▶ _SHORT EXERCISE_
Rewrite every row below, substituting "Outline" for each occurrence of "Tag" and leaving all other text unchanged.

═══ WORKING DATA

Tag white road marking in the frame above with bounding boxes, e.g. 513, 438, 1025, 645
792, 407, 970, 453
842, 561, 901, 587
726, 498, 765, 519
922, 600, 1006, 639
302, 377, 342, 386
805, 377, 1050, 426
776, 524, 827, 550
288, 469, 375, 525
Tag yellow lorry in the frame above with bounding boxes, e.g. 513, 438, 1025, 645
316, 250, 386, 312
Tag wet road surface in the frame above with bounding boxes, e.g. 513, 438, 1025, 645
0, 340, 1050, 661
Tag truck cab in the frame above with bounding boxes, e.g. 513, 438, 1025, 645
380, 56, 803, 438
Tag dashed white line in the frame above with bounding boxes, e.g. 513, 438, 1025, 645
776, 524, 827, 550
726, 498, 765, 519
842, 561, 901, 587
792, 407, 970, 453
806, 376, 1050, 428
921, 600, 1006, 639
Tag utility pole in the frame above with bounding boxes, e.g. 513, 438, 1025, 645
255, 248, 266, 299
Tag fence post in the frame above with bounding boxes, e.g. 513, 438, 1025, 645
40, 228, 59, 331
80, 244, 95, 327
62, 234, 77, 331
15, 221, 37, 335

══════

▶ _ANSWER IN FULL_
Outline white road marking in the frame above with bounding boxes, e.g. 513, 438, 1025, 645
792, 407, 970, 453
842, 561, 901, 587
726, 498, 765, 519
922, 600, 1006, 639
302, 377, 342, 386
805, 377, 1050, 426
776, 524, 827, 550
288, 469, 375, 525
Outline yellow lorry in the frame above with bounding boxes, e.g. 513, 438, 1025, 645
316, 250, 386, 312
Outline wet road surface in the frame above with bounding boxes, e.g. 513, 438, 1025, 645
0, 340, 1050, 661
Outline truck cab in the frame above with bounding boxes, e.g. 513, 438, 1025, 645
380, 56, 803, 438
Outline dashed white line in the frame above with bounding boxes, e.g. 513, 438, 1025, 645
776, 524, 827, 550
726, 498, 765, 519
842, 561, 901, 587
792, 407, 970, 453
806, 376, 1050, 428
921, 600, 1006, 639
Outline utility pole in the frame above with bounding boxes, e.g. 513, 438, 1025, 645
255, 248, 266, 299
Outline fence post in the frame above with bounding boxes, e.g. 513, 438, 1025, 645
40, 228, 59, 331
80, 244, 95, 327
62, 234, 77, 331
15, 221, 37, 335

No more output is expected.